Answer these about the animated film excerpt:
1. Which three companies co-produced the film?
2. On what date was the film released on Netflix?
3. What is the name of the landlady who rents an apartment to Elmer and his mother?

_SOURCE EXTRACT_
########################################

An international co-production of the United States and Ireland, the film features the voices of Jacob Tremblay, Gaten Matarazzo, Golshifteh Farahani, Dianne Wiest, Rita Moreno, Chris O'Dowd, Judy Greer, Alan Cumming, Yara Shahidi, Jackie Earle Haley, Whoopi Goldberg, and Ian McShane.

Co-produced by Netflix Animation, Mockingbird Pictures and Cartoon Saloon, the film was originally set for a 2021 premiere on Netflix, but was pushed to a Netflix release on November 11, 2022, after a limited theatrical release in Ireland, the United States, and the United Kingdom on November 4. Despite receiving positive reviews from critics, it became Cartoon Saloon's first film to not achieve a Best Animated Feature nomination at the Academy Awards.

==Plot==
An unseen older woman tells the story of her father, Elmer Elevator, when he was a kid. He and his mother, Dela, owned a candy shop in a small town, but were forced to close down and move away after the people of the town moved away. They move to faraway Nevergreen City to rent an apartment from a grumpy landlady named Mrs. McClaren. Intended to open a new shop, they eventually lose all the money they saved up while getting by, presumably by three naughty street kids named Callie, Gertie, and Eugene.

########################################

_RECORD SET_
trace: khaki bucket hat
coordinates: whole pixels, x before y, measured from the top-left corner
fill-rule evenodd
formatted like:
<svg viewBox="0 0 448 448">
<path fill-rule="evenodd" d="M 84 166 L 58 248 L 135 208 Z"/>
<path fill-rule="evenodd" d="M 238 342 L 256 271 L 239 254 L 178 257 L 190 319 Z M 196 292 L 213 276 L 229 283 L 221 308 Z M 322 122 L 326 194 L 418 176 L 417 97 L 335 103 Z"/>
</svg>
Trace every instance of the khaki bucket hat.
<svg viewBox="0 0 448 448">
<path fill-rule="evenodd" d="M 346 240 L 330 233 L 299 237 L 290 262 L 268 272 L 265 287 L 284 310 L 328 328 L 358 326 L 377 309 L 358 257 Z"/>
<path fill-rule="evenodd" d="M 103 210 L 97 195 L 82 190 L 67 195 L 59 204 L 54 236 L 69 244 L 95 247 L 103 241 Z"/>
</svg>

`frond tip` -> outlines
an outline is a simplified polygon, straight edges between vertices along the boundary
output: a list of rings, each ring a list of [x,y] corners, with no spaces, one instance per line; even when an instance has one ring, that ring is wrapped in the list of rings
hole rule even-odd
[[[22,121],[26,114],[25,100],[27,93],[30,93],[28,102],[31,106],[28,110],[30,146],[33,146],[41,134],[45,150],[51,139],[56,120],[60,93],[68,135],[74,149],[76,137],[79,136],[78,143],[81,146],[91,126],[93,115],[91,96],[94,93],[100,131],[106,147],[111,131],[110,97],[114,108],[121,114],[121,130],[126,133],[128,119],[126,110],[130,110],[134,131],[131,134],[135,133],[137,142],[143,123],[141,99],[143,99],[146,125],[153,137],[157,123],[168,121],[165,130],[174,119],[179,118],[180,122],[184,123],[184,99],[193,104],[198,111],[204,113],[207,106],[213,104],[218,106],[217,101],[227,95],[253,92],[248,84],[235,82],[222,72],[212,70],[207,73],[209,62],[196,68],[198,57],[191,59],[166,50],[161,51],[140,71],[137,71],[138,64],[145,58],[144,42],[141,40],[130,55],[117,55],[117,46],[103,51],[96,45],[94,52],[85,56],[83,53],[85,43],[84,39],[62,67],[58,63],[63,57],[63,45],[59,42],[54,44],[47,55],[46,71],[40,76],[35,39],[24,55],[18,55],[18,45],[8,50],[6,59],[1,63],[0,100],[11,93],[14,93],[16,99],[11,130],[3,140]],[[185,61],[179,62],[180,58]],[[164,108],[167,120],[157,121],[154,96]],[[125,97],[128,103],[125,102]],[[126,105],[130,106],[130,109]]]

########################################

_EXPECTED ANSWER_
1. Netflix Animation, Mockingbird Pictures, and Cartoon Saloon
2. November 11, 2022
3. Mrs. McClaren